Data under study -
========================================================================
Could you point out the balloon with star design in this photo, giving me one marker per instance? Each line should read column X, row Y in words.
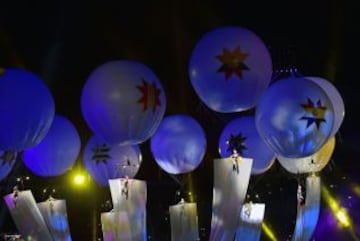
column 179, row 144
column 295, row 117
column 241, row 135
column 123, row 102
column 335, row 98
column 104, row 161
column 7, row 162
column 26, row 109
column 57, row 152
column 229, row 68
========================================================================
Exercise requirements - The copy must match the listing above exactly but contain no pictures.

Solution for this problem -
Could you point out the balloon with star design in this photo, giving me one marker per instance? Each line should read column X, row Y in words.
column 179, row 144
column 295, row 117
column 241, row 135
column 123, row 102
column 335, row 98
column 104, row 161
column 7, row 162
column 26, row 109
column 57, row 152
column 229, row 68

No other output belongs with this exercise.